# [Passage shown]
▬▬▬

This project hosts a secure and privacy-respecting breach lookup service that allows users to check if their email addresses were found in known breach compilations. As a proof of concept, this project is published on a Raspberry Pi, backed by JSONL shard storage and served through a lightweight Express web service with email verification.
Password managers sometimes alert the user that an account of theirs has appeared in one or more breaches. This message is often a vague one and doesn't tell the user where it has appeared, or exactly what data was compromised. I thought it can be useful if authenticated owners of an an email address can learn exactly what data of theirs was compromised in the past, and this service is created to serve this purpose.
The following measures were taken to ensure privacy:
- When a user requests a lookup for an email address, a 6-digit code is sent to that email to verify ownership of the account. Upon entering the correct code, the user is able to view relevant data concerning their email address.
- The breach data is transformed into json shards. Every entry contained an HMAC-hash value of the email address, in addition to the cleartext email which was needed in the early stages to verify the application is working as intended. After completing the verification, the cleartext email was scrubbed from all shards using ('scrub-emails.js') in the Breach-Ingestor repo.
- The cleartext email address entered by the user is not persisted in any application or web log files or databases. It lives in memory for a pre-configured number of minutes to be able to do the code validation. I currently have this window set to 10 minutes in the published service.
- To perform the lookup, the cleartext email entered by the user is then converted into an HMAC-hash, which is used for the lookup.
To learn more about thow the data shards are created, please visit the Breach-Ingestor repo.
I am hosting this project online at AZ Projects where it relies on Cloudflare Tunnel to channel the traffic to a Raspberry Pi device, and Cloudflare Turnstil for the Captcha challenge.
The installation instructions below reflect this setup for educational purpose only, to demonstrate how a service can be published with free hosting, TLS certificates, WAF protection, and free captcha challenge, all on low-specs hardware.

▬▬▬

Entries for labeling image locations

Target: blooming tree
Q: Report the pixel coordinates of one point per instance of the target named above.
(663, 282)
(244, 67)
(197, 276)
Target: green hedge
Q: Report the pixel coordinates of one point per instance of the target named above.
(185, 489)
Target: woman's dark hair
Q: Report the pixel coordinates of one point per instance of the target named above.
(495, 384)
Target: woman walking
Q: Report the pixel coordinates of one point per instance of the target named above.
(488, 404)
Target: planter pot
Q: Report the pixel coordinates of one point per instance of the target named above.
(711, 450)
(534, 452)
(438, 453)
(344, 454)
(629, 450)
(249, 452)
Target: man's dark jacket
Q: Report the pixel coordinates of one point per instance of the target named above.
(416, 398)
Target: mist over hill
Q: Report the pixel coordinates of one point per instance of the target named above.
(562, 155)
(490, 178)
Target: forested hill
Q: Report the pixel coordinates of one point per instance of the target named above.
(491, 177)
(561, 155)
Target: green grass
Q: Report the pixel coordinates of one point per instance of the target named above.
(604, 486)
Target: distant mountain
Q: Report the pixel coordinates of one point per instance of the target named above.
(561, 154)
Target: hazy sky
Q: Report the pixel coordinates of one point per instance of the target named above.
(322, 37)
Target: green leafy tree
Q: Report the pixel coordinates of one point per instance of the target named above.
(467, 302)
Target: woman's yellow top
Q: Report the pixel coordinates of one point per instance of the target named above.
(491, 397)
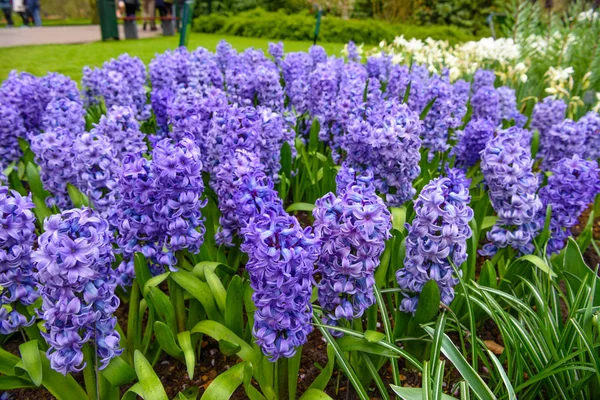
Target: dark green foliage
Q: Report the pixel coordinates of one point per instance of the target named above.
(470, 14)
(279, 25)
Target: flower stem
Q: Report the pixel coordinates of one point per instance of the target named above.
(282, 379)
(89, 373)
(133, 321)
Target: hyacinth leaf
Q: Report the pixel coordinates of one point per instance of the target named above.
(133, 393)
(218, 291)
(343, 361)
(407, 393)
(313, 141)
(185, 341)
(189, 394)
(228, 349)
(34, 181)
(62, 387)
(8, 362)
(505, 379)
(219, 332)
(226, 383)
(315, 394)
(213, 266)
(234, 306)
(324, 376)
(487, 276)
(374, 336)
(200, 290)
(15, 183)
(118, 372)
(166, 340)
(538, 262)
(15, 382)
(41, 210)
(398, 218)
(475, 382)
(152, 388)
(577, 270)
(308, 207)
(32, 361)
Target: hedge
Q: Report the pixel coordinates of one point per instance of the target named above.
(281, 26)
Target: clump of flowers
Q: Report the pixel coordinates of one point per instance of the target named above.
(11, 129)
(64, 113)
(281, 259)
(570, 190)
(121, 127)
(547, 114)
(96, 165)
(77, 287)
(353, 228)
(53, 151)
(563, 140)
(590, 127)
(437, 238)
(158, 212)
(483, 78)
(390, 147)
(471, 141)
(506, 166)
(486, 104)
(18, 279)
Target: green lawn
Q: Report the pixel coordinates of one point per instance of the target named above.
(70, 59)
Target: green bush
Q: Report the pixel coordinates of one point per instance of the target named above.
(279, 25)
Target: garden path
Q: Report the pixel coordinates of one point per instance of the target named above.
(25, 36)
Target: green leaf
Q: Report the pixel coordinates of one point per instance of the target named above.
(374, 336)
(14, 382)
(226, 383)
(315, 394)
(466, 371)
(322, 380)
(220, 332)
(200, 290)
(118, 372)
(41, 210)
(166, 340)
(414, 393)
(189, 394)
(34, 181)
(7, 362)
(509, 388)
(185, 341)
(313, 141)
(30, 354)
(538, 262)
(398, 218)
(300, 207)
(234, 311)
(133, 393)
(152, 388)
(217, 289)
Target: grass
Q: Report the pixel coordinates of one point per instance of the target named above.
(71, 58)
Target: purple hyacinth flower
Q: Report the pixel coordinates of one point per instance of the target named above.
(437, 238)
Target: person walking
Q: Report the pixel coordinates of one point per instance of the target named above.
(19, 8)
(7, 10)
(149, 10)
(33, 11)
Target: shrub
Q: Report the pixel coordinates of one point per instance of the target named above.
(279, 25)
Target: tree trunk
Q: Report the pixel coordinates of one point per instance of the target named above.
(94, 12)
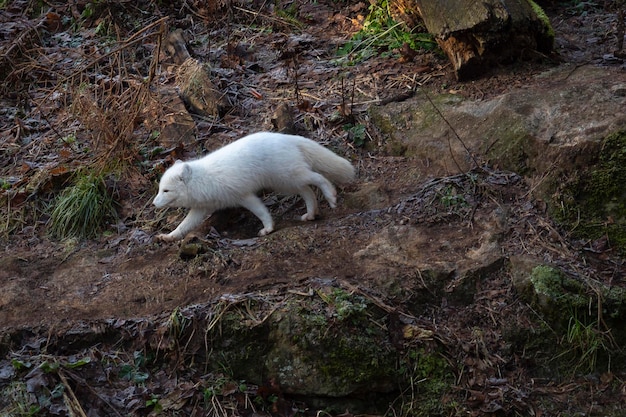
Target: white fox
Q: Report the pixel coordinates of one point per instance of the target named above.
(232, 176)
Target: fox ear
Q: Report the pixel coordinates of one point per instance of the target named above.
(185, 173)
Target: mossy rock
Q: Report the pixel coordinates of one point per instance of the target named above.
(593, 203)
(579, 324)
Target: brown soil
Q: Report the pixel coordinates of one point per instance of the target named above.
(127, 274)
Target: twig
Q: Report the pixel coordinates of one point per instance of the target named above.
(469, 153)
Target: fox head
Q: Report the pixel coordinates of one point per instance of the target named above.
(173, 188)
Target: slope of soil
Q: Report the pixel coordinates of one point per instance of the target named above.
(261, 59)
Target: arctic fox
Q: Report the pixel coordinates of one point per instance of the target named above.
(232, 176)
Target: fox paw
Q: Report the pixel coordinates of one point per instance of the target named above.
(166, 238)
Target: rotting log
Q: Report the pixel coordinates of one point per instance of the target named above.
(475, 34)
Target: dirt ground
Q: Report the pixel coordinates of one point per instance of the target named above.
(126, 273)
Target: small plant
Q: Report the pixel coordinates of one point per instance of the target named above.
(356, 133)
(381, 34)
(154, 403)
(585, 341)
(450, 198)
(132, 372)
(346, 305)
(82, 209)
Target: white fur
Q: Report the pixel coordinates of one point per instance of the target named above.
(232, 176)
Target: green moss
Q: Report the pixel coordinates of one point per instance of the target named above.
(430, 376)
(593, 204)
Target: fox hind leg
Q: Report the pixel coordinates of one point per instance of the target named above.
(310, 199)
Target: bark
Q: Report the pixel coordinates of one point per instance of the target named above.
(478, 33)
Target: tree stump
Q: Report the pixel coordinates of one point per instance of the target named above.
(477, 33)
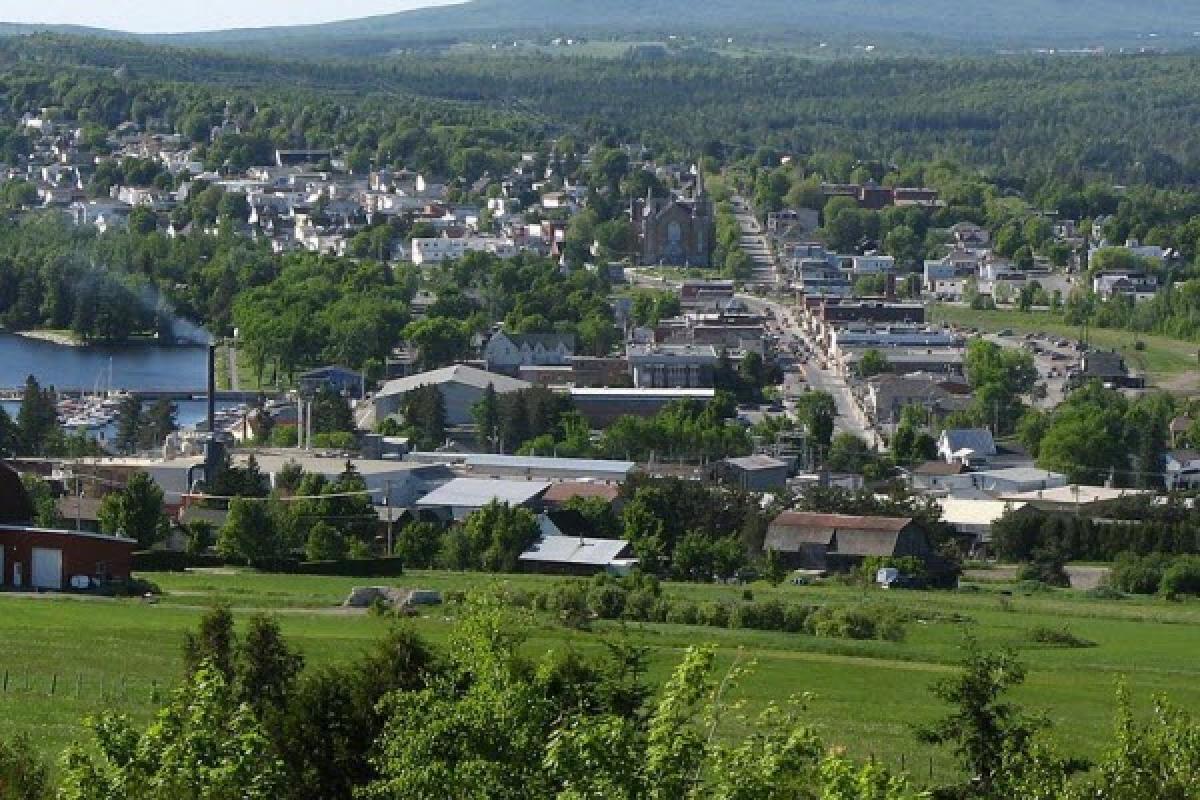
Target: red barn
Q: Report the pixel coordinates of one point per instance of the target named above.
(34, 558)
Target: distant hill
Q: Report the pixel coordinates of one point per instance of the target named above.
(1029, 23)
(958, 24)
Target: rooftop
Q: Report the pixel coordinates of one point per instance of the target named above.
(571, 549)
(477, 493)
(457, 373)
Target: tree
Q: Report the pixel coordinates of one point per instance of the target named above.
(23, 775)
(203, 745)
(498, 534)
(983, 728)
(250, 533)
(873, 364)
(267, 668)
(418, 545)
(486, 414)
(441, 341)
(37, 417)
(41, 495)
(324, 543)
(136, 511)
(817, 410)
(129, 425)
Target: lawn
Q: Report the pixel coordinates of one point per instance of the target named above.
(67, 659)
(1168, 362)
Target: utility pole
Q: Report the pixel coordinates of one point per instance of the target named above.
(387, 500)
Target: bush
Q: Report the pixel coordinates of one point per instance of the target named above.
(1182, 577)
(714, 615)
(1138, 575)
(640, 606)
(1057, 637)
(683, 612)
(607, 601)
(172, 561)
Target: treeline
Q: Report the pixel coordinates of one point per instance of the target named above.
(479, 717)
(1026, 535)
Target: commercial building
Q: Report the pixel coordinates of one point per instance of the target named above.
(463, 495)
(603, 407)
(42, 559)
(461, 388)
(840, 542)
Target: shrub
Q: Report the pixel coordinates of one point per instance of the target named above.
(607, 601)
(1059, 637)
(714, 615)
(795, 618)
(683, 612)
(1182, 577)
(1138, 575)
(640, 606)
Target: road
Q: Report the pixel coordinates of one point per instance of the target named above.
(754, 242)
(850, 419)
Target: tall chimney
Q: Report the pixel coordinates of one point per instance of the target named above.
(213, 389)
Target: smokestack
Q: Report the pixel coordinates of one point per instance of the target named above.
(213, 389)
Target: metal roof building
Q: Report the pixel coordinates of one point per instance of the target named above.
(577, 555)
(463, 495)
(533, 467)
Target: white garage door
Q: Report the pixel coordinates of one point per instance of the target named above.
(47, 569)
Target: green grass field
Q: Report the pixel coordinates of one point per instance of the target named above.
(121, 654)
(1170, 364)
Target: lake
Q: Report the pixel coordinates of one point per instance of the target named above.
(135, 367)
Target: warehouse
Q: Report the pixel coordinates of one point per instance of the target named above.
(36, 558)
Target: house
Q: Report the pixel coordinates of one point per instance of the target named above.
(966, 445)
(755, 473)
(841, 542)
(462, 497)
(559, 494)
(579, 555)
(461, 388)
(1107, 367)
(1073, 499)
(973, 518)
(603, 407)
(935, 475)
(672, 366)
(39, 558)
(507, 353)
(342, 380)
(1182, 469)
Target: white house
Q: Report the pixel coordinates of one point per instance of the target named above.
(966, 446)
(1182, 469)
(507, 353)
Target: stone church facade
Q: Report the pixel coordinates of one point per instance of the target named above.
(676, 230)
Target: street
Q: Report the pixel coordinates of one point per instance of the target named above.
(755, 245)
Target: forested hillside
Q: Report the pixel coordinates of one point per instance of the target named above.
(1123, 118)
(996, 23)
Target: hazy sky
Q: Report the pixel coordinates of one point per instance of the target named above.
(181, 16)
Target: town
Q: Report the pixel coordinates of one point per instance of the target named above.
(605, 419)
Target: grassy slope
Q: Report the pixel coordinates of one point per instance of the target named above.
(1168, 362)
(865, 693)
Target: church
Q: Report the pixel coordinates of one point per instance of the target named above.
(676, 230)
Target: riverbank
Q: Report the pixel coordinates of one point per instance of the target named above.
(63, 338)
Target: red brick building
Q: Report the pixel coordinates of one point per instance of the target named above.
(33, 558)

▬▬▬

# [Task instructions]
Return the stretch of the breach lookup text from "To learn more" through "on low-specs hardware.", word for word. Answer using only the breach lookup text.

# [Correct answer]
To learn more about thow the data shards are created, please visit the Breach-Ingestor repo.
I am hosting this project online at AZ Projects where it relies on Cloudflare Tunnel to channel the traffic to a Raspberry Pi device, and Cloudflare Turnstil for the Captcha challenge.
The installation instructions below reflect this setup for educational purpose only, to demonstrate how a service can be published with free hosting, TLS certificates, WAF protection, and free captcha challenge, all on low-specs hardware.